(Named-object pointing records)
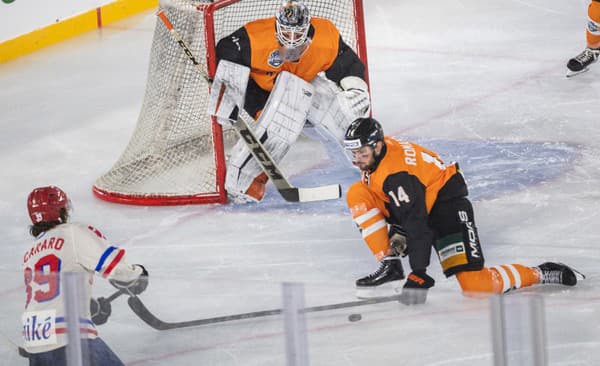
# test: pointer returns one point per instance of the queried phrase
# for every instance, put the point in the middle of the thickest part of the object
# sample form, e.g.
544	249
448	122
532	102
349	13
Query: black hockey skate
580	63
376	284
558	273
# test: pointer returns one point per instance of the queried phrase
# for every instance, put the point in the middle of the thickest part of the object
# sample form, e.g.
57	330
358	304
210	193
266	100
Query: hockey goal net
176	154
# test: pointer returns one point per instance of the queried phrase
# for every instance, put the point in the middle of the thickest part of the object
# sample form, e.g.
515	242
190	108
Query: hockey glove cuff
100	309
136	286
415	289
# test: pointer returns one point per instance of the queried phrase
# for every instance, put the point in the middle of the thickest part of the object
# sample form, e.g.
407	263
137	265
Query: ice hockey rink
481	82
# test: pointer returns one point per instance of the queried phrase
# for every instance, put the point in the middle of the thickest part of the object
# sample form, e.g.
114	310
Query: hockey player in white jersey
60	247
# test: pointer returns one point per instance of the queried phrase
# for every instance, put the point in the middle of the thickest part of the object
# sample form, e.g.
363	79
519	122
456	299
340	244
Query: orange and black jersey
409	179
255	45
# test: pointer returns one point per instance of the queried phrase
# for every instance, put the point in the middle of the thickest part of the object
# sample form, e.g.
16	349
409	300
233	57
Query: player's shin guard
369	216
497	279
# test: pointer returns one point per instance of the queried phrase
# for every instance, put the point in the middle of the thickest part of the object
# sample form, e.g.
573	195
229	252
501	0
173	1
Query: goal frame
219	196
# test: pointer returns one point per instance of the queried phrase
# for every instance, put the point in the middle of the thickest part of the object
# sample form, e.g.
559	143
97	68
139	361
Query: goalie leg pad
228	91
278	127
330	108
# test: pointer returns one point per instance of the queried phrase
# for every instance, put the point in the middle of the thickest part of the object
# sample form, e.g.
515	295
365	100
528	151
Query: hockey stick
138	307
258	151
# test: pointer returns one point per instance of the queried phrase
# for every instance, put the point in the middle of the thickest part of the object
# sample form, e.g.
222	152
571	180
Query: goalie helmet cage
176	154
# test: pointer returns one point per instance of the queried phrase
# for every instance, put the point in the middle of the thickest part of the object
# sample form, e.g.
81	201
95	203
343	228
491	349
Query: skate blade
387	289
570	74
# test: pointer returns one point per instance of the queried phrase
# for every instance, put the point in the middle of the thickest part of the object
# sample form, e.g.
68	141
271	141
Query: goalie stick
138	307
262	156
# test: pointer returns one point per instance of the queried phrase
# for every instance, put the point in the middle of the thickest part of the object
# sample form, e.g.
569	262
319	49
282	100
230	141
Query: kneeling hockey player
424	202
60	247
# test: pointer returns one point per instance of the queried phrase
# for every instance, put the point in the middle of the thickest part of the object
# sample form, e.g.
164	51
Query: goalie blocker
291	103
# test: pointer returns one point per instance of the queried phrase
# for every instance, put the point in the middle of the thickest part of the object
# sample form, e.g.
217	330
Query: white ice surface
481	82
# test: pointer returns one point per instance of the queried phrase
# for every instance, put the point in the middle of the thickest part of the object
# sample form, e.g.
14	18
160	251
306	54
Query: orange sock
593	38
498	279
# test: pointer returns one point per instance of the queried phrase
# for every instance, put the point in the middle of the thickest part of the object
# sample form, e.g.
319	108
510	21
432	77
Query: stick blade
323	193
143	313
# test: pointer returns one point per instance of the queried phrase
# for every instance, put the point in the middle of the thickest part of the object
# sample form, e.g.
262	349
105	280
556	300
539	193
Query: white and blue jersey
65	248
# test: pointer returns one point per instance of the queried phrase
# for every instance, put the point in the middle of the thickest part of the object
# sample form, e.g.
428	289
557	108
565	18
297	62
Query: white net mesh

→ TASK DIRECTIONS: Return each line from the material above exactly, but not the pictures.

→ FULL ANSWER:
# test: pointer returns one point per instance of the queried phrase
# for every instance, put the point in the middle of the thickest part of the object
# sample form, e.g.
544	249
448	122
532	102
349	13
Query: black hockey skate
580	63
376	284
558	273
# test: pointer returns one point per instance of the queried phrase
# for every instance, put the point in the middle of the thickest part of the object
# sample form, e.g.
57	330
358	304
210	193
266	100
Query: hockey goal net
176	154
# test: pointer returns one point per instance of the queried phrase
# for every instance, put the point in the middle of the thickest part of the object
# sample form, e.g.
515	242
190	108
Query: hockey glove cuff
100	309
136	286
415	289
# test: pointer returns one point per instance of the queried phrase
# for every instance, put the point in the middle of the thickest part of the object
# sample form, e.g.
407	263
137	265
Query: ice hockey rink
481	82
# test: pointer returns one point per instance of the queried phrase
# for every instance, put the point in the middle of the thickest part of the object
# sample form, e.g.
114	310
Query: hockey player in white jersey
60	247
# test: pointer returns one point per instance of the queried phrase
# for every instance, put the point in the middle of the thickest part of the object
# sample form, e.g.
363	79
519	122
456	299
340	244
Query: orange and black jersey
409	179
255	45
# test: pointer returns one point per instance of the queried phrase
# for every instance, put the point in the middle of the thickest part of the object
# sample form, e.g.
16	349
409	300
233	57
Query: player's shin guard
369	216
497	279
# test: pointer returns one point per instance of the queried phrase
# for every instance, put the point in the middle of the thickest part of the object
# sample form, e.g.
573	195
229	252
501	0
173	1
Query: goal frame
219	196
# test: pointer returns one point per instance of the queried phrase
# for every instance, put the point in the middle of the thickest part of the object
# sample form, e.g.
559	143
97	68
139	361
Query: goalie leg pad
228	91
278	127
330	108
# test: pointer returns one point per instance of the queried phrase
# for every instance, put the point in the middle of the thickest part of the object
# sample form, e.g.
515	295
365	100
528	151
Query: hockey stick
138	307
258	151
# test: pointer returns one point per instance of the queried phrase
# for every instance, put the point in the middle of the thickest part of the object
# sample form, e.g.
222	152
571	180
Query: goalie helmet cage
176	154
# test: pointer returns one point per instance of the queried phrase
# for every instance, put the point in the middle of the thickest part of the object
# sample form, e.g.
81	201
95	203
343	228
491	349
Query: skate blade
387	289
570	74
# test: pointer returns one point per instance of the queried phrase
# for every instance, put the point in the middle of the thickest part of the object
# sample form, e.g.
68	141
271	141
Query: goalie stick
138	307
262	156
# test: pointer returns one point per instance of the queried phrase
# for every instance, put the point in the middle of the thickest part of the object
# sample form, e.g.
569	262
319	49
282	100
230	141
Query: kneeling hockey player
424	202
60	247
# test: pointer returns one point per instance of the queried phrase
# for every instance, put the point in the middle of the thickest part of the object
# sample form, e.g.
164	51
Query: goalie blocker
291	103
# test: pointer returns one point per instance of the queried phrase
# for every instance, put the point in the middle of the thickest part of the object
# sample form, e.g.
217	330
Query: white ice surface
481	82
# test: pointer returns one point per instance of the queried phrase
# for every instance, put the point in the middle of the thickest part of the object
# sample form, e.g.
14	18
160	251
306	54
Query: orange sock
593	38
498	279
# test: pointer returns one point per instance of the queried phrase
# for every instance, put the point in the middle of the thickest part of the object
# sample form, e.g.
319	108
510	21
432	77
Query: stick blade
323	193
143	313
# test: pointer returns one point per instance of the queried phrase
# for every instance, put the point in the middle of the thickest part of the object
# sample form, e.g.
262	349
105	280
556	300
539	193
Query: white and blue jersey
65	248
# test: pointer returns one point per instance of the queried phrase
# for every instance, put the point in the middle of the thickest part of the object
# sample form, e.g.
428	289
557	108
565	18
297	62
Query: white net mesh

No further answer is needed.